**PROMPT:**
Which lines of the data below contain the word "candy"? Gather every one of them and copy each line out in full.
--- begin DATA PROVIDED ---
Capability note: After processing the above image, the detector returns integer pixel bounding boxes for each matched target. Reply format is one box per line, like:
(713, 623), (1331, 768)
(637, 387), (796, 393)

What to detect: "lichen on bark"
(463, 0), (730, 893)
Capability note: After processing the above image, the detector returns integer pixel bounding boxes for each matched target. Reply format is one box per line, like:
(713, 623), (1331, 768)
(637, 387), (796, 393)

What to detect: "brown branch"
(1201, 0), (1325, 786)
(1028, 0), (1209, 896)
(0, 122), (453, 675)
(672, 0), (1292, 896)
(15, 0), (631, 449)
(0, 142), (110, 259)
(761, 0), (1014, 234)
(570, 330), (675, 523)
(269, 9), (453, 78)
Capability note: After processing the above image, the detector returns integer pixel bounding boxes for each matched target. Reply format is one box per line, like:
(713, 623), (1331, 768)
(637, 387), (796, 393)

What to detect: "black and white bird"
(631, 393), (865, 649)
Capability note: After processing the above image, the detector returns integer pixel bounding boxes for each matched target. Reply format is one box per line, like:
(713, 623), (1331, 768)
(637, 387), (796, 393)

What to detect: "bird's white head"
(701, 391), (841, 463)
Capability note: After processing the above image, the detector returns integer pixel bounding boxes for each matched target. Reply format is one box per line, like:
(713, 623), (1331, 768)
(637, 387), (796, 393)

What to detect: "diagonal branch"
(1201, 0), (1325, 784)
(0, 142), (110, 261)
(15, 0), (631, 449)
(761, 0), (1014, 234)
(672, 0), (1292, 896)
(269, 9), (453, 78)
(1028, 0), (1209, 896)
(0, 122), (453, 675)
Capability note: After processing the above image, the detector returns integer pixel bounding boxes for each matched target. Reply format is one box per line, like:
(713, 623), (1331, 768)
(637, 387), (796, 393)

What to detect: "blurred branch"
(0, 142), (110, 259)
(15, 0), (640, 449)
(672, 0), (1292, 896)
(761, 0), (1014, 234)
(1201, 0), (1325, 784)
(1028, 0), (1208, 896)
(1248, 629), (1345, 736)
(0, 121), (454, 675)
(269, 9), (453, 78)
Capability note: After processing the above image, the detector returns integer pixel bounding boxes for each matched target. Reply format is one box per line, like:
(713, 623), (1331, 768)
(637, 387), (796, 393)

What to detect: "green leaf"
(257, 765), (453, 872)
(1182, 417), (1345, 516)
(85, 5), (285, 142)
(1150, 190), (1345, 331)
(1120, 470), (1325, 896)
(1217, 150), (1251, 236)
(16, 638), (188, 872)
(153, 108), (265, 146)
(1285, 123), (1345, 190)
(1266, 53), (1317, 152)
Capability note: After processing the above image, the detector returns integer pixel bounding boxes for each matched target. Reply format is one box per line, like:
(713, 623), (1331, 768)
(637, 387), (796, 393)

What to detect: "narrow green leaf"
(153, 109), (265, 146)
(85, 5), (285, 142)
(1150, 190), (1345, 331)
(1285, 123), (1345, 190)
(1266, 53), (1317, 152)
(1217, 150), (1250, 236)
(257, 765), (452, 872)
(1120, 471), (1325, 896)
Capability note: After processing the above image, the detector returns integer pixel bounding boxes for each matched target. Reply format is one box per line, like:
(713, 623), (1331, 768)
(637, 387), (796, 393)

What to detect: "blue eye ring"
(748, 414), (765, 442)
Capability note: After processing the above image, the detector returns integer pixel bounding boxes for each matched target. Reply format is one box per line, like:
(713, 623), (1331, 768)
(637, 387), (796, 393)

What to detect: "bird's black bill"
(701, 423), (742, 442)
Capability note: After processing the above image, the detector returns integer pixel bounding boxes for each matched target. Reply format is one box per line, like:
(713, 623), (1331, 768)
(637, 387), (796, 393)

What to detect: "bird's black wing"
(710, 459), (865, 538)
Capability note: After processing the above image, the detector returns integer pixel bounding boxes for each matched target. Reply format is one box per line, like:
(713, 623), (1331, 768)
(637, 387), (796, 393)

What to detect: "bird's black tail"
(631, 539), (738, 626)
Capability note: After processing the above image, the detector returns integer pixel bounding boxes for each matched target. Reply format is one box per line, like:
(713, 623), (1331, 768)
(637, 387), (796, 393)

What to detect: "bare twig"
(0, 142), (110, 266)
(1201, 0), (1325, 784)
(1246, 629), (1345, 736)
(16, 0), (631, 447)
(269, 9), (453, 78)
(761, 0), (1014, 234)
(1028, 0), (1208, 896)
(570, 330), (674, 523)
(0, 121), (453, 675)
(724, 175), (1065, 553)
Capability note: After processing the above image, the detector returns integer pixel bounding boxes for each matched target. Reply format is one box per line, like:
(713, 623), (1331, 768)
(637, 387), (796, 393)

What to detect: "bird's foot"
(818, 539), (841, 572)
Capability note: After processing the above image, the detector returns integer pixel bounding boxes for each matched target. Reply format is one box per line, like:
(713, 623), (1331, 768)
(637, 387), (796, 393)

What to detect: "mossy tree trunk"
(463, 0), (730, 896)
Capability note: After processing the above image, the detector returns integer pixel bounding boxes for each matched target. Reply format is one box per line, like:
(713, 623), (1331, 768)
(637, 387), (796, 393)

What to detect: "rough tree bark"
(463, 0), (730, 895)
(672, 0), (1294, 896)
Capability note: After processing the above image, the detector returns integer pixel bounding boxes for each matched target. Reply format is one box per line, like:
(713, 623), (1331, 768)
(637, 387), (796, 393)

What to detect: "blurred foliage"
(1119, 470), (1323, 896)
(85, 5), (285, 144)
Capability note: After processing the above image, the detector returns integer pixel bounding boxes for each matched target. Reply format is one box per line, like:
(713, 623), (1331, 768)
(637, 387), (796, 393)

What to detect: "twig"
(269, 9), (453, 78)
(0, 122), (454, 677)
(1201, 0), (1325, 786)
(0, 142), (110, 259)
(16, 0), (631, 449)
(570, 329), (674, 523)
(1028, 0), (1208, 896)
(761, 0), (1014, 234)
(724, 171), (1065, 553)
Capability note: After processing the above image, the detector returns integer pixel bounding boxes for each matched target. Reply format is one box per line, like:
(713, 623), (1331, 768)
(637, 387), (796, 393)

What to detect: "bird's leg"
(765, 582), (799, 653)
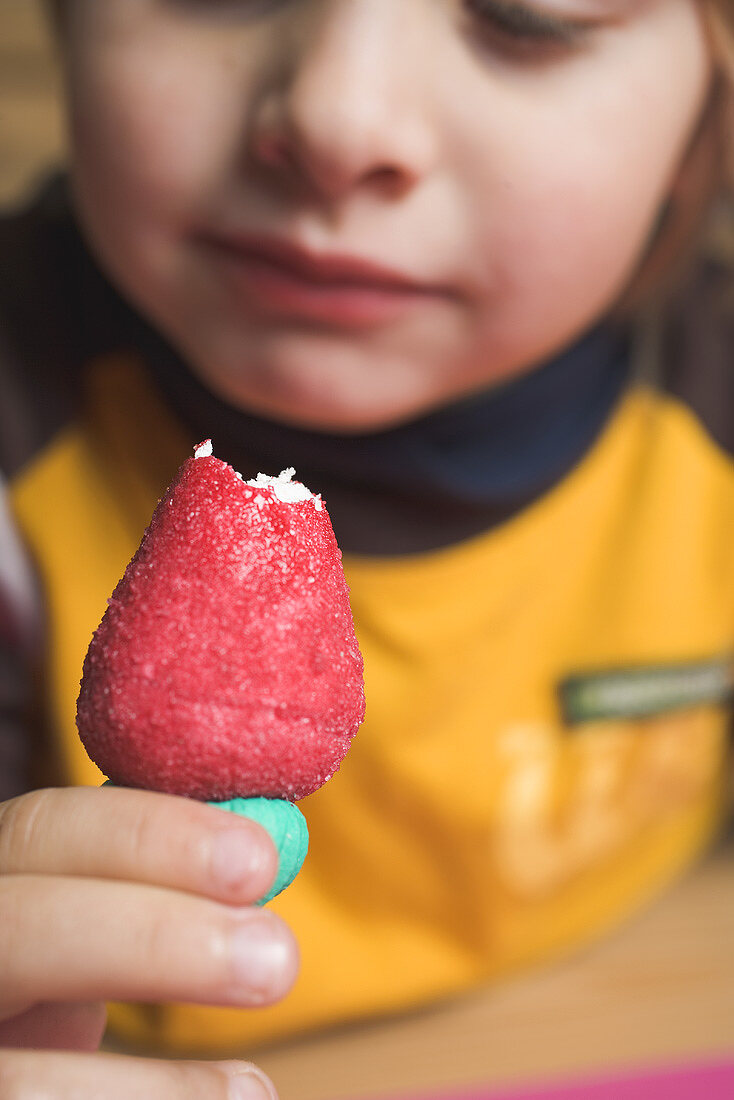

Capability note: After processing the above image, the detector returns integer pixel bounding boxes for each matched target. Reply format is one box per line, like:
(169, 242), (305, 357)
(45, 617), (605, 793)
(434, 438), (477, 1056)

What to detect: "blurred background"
(0, 0), (64, 205)
(0, 0), (734, 1100)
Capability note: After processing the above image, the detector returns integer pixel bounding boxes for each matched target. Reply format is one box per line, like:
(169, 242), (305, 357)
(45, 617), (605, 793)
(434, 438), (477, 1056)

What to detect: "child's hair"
(615, 0), (734, 318)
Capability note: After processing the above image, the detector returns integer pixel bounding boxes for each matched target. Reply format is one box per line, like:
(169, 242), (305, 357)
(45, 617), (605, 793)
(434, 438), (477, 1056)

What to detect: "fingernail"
(230, 919), (292, 1002)
(220, 1063), (278, 1100)
(210, 828), (269, 890)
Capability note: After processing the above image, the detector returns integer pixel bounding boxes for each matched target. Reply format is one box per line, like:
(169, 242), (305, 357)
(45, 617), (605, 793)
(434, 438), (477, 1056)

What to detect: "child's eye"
(464, 0), (591, 53)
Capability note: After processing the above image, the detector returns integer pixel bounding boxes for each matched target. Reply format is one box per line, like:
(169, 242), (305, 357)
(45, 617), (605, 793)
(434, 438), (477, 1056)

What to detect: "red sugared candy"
(77, 441), (364, 802)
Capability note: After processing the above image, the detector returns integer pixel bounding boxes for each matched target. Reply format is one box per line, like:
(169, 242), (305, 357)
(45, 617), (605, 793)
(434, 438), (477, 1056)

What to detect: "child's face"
(65, 0), (710, 431)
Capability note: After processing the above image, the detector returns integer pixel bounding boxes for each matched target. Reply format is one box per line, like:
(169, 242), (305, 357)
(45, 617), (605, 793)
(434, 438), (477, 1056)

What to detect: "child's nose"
(250, 0), (435, 198)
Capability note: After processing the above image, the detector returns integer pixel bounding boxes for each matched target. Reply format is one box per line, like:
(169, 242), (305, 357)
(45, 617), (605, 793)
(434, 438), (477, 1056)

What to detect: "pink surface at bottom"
(387, 1062), (734, 1100)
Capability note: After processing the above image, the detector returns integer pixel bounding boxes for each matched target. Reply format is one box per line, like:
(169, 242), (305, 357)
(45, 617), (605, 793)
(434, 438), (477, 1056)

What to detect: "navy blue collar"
(29, 176), (632, 556)
(145, 323), (631, 556)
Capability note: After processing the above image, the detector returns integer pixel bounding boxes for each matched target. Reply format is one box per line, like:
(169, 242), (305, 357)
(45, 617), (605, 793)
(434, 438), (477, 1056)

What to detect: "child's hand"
(0, 788), (298, 1100)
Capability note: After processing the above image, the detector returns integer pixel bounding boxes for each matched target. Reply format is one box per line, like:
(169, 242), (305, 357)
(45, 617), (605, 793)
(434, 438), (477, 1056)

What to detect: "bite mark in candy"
(77, 440), (364, 802)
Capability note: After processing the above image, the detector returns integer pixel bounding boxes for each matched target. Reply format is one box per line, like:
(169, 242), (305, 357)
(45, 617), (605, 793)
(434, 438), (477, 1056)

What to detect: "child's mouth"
(194, 237), (449, 327)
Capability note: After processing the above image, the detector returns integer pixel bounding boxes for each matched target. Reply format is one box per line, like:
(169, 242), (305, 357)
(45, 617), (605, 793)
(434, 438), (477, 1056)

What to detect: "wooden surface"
(256, 844), (734, 1100)
(0, 0), (734, 1100)
(0, 0), (64, 204)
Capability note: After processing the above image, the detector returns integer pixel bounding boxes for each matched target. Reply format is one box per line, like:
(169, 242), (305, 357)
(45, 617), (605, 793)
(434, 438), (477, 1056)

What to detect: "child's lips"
(202, 237), (452, 327)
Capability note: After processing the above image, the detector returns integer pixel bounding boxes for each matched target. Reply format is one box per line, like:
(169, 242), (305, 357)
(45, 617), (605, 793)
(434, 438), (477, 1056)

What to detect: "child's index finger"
(0, 787), (278, 905)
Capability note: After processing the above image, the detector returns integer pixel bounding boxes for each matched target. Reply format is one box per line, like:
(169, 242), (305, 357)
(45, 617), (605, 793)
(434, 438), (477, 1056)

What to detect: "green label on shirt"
--- end DATA PROVIDED ---
**OUTPUT OF THE TASK:**
What to detect: "red sugared candy"
What to detect: "bite mark in candy"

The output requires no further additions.